**Kutipan Teks:**
• • • • • • •

Pantulan pada permukaan benda (reflectance at a surface interface)
dapat terjadi dalam bentuk atau cara yang berbeda-beda, tergantung pada
tiga hal berikut ini: (a) sudut datang energy, (b) kekasaran permukaan
sebagai fungsi panjang gelombang, dan (c) materi, karena materi ini
mempengaruhi sudut refraksi dan presentase energi yang dipantulkan,
diteruskan, dan dipantulkan. Semakin halus permukaan, semakin sempurna
pemantulan yang terjadi, seperti pada cermin. Semakin kasar permukaan,
semakin terhambur energi yang dipantulkan, ke barbagai arah. Oleh karena
itu, pantulan pada permukaan sering dikelompokan menjadi dua jenis,
yaitu pantulan sempurna (specular reflection) dan pantulan baur (diffuse atau lambertian reflection). Pada pantulan sempurna, semaki kecil sudut datang energi, semakin kecil pula pemantulan yang terjadi.
Di samping pemantulan pada permukaan, ada pula istilah pantulan dalam permukaan (reflectance within a surface).
Pantulan semacam ini terjadi apabila benda memantulan sebagian energi
dan meneruskan serta menyerap sebagian energi yang lain, kemudian porsi
energi yang diserap atau diteruskan ini dipantulkan oleh kompenen bagian
dalam di benda tersebut. sebagai contoh, spektrum sinar matahari akan
dipantulkan sebagian oleh permukaa daun (pantulan pada permukaan) dan
sebagian lagi diserap oleh pigmen daun, sedangka sisanya dipantulkan
oleh dinding-dinding ruang antar sel didalam daun. Pantulan didalam
permukaan ini disebut juga pantulan dengan pantulan tubuh (body
reflection) (McCloy,1995).

• • • • • • •

**Yang Harus Dikerjakan:**
1. Sebutkan semua istilah berbahasa Inggris yang muncul dalam tanda kurung pada teks tentang pantulan energi di atas.
2. Tolong lanjutkan teks tentang pantulan energi di atas, mulai setelah kalimat terakhirnya.

(Data anotasi berbasis titik)
• • • • • • •

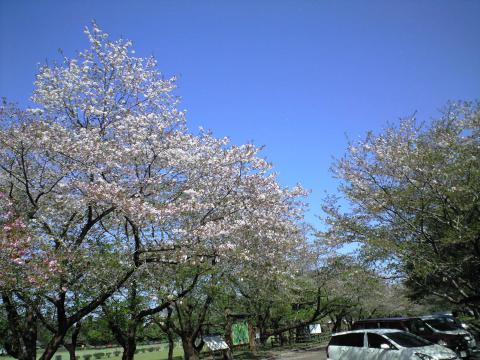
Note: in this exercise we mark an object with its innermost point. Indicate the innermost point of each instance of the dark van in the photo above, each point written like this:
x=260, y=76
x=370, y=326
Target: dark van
x=418, y=327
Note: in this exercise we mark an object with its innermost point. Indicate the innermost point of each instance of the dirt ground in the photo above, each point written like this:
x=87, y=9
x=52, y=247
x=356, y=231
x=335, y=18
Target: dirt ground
x=311, y=354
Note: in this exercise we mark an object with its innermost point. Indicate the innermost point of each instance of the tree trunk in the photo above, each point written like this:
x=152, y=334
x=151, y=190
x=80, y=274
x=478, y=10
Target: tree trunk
x=171, y=345
x=251, y=336
x=263, y=336
x=129, y=348
x=73, y=345
x=53, y=345
x=189, y=349
x=228, y=329
x=227, y=354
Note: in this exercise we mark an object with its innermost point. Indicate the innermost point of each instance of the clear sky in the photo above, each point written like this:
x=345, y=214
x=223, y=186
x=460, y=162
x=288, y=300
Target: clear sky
x=293, y=75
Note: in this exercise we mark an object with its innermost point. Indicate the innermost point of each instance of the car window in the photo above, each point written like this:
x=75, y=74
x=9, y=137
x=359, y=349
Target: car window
x=353, y=339
x=419, y=327
x=441, y=324
x=407, y=340
x=375, y=340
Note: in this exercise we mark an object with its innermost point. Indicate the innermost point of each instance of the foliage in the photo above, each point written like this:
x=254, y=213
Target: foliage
x=414, y=203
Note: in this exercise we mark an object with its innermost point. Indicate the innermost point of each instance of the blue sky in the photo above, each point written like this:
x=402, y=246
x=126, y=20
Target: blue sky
x=293, y=75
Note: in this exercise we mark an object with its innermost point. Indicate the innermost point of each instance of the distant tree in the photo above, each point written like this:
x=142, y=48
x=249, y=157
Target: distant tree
x=106, y=179
x=413, y=193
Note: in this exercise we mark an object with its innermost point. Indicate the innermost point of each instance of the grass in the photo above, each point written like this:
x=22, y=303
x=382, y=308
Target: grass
x=160, y=354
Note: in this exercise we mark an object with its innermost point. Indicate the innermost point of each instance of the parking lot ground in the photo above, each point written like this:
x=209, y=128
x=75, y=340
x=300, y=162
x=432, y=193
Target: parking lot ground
x=311, y=354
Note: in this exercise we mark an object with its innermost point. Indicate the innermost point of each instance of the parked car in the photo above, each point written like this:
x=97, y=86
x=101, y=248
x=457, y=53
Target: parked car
x=384, y=344
x=418, y=327
x=449, y=325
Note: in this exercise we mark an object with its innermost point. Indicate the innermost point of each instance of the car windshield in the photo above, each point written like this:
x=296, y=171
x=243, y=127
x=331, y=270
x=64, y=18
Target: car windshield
x=407, y=340
x=441, y=324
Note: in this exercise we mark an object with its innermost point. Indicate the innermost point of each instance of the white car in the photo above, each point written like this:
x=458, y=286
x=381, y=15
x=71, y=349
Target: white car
x=384, y=344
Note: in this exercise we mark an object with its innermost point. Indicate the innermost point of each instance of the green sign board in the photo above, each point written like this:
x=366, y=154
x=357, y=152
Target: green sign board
x=240, y=333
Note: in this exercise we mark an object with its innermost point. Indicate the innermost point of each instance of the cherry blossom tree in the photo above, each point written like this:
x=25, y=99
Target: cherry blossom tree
x=413, y=192
x=107, y=179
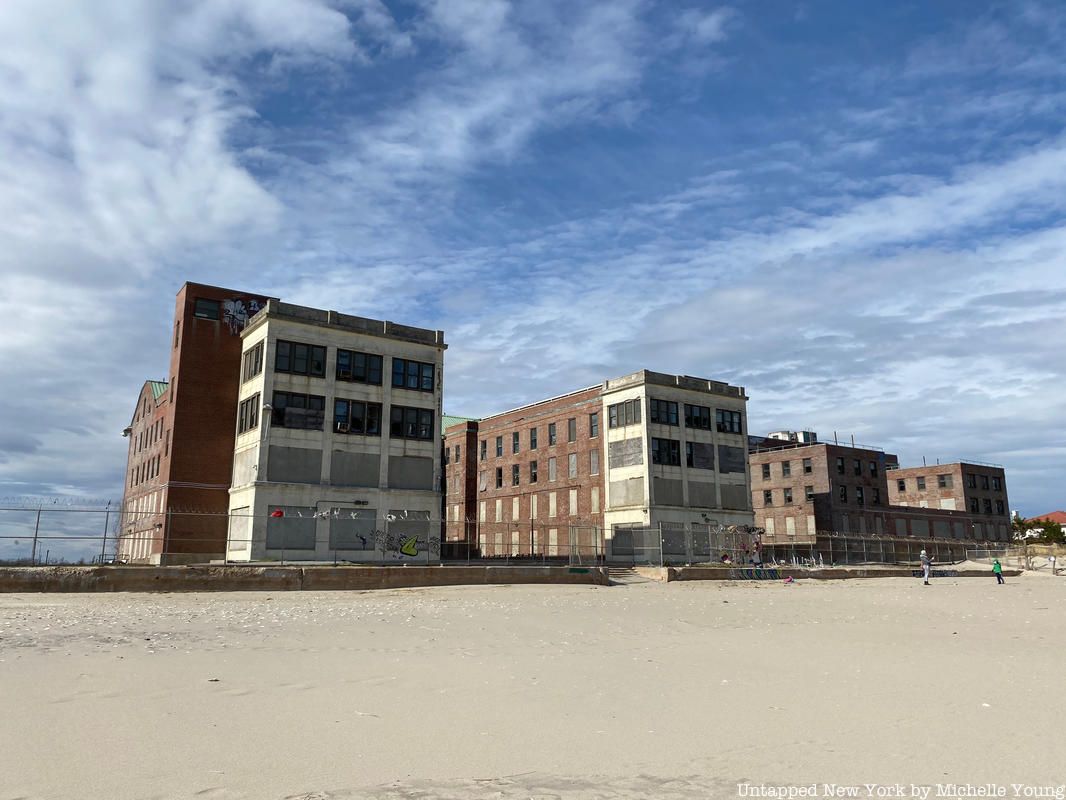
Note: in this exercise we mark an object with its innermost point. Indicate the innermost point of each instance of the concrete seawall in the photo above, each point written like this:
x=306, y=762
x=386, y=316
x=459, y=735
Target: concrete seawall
x=279, y=578
x=828, y=573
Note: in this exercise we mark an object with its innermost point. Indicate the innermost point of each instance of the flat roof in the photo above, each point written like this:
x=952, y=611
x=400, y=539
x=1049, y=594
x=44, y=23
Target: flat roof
x=324, y=318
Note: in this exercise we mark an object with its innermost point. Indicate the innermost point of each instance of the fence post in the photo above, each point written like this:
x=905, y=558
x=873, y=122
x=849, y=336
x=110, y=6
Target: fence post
x=36, y=527
x=107, y=522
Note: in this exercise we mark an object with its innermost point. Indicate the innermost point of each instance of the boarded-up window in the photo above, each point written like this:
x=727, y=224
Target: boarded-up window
x=736, y=496
x=626, y=452
x=626, y=493
x=701, y=456
x=731, y=459
x=294, y=530
x=352, y=529
x=666, y=492
x=294, y=464
x=703, y=495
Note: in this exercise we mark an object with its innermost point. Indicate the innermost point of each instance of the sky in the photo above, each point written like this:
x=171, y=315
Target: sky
x=857, y=211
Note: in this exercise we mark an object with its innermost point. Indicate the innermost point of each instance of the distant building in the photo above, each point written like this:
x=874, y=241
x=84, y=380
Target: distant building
x=801, y=490
x=181, y=434
x=979, y=490
x=338, y=424
x=643, y=451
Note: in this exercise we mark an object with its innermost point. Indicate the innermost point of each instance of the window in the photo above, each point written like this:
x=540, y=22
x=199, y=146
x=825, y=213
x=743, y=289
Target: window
x=662, y=412
x=697, y=416
x=407, y=422
x=358, y=367
x=699, y=454
x=622, y=414
x=728, y=421
x=666, y=451
x=408, y=374
x=354, y=416
x=204, y=308
x=253, y=363
x=300, y=360
x=292, y=410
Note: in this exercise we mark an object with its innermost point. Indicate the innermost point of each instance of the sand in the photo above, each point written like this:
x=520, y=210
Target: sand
x=681, y=690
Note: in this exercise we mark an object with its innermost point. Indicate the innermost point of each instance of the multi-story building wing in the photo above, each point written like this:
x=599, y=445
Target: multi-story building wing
x=587, y=468
x=976, y=490
x=338, y=425
x=181, y=434
x=798, y=489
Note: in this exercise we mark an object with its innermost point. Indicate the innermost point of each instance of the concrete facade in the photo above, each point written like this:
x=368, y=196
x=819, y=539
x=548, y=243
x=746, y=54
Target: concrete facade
x=337, y=453
x=575, y=469
x=181, y=434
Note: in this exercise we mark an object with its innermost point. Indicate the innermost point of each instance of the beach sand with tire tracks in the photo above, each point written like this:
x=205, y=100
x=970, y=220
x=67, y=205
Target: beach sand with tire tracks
x=680, y=690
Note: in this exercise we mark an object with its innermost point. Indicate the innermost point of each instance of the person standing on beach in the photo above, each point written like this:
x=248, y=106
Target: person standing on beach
x=998, y=570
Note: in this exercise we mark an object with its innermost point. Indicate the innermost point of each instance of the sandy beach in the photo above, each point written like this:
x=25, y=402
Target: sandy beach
x=681, y=690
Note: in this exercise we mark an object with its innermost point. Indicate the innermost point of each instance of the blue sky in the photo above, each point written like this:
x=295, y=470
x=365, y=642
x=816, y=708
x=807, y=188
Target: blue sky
x=855, y=210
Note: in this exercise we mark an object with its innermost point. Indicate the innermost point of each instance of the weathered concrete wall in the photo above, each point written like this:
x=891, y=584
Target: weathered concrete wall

• • • • • • •

**Jawaban Tertulis:**
1.
- reflectance at a surface interface
- specular reflection
- diffuse atau lambertian reflection
- reflectance within a surface
- body reflection

2.
Dalam
kaitannya dengan posisi sumber energi (misalnya matahari), posisi
permukaan benda, dan posisi sensor, dikenal tiga macam pantulan, yaitu
(a) pantulan hemisferis, (b) pantulan direksional, dan (c) pantulan
bidireksional. Pantulan hemisferis terjadi apabila energi (cahaya)
datang dari berbagai sumber (mendekati separuh bola langit atau
hemisfer), begitu pula pantulan ke sensornya. Pantulan direksional
terjadi apabila sumber energi datang dari berbagai arah (seperti halnya
pantulan hemisferis), tetapi hanya pantulan yang langsung kea rah sensor
(direksional) saja yag tercatat atau diperhitungkan. Pantulan
bidireksioal merupakan pantulan yang tercatat oleh sensor pada posisi
atau arah yang berbeda dengan arah datangnya energi.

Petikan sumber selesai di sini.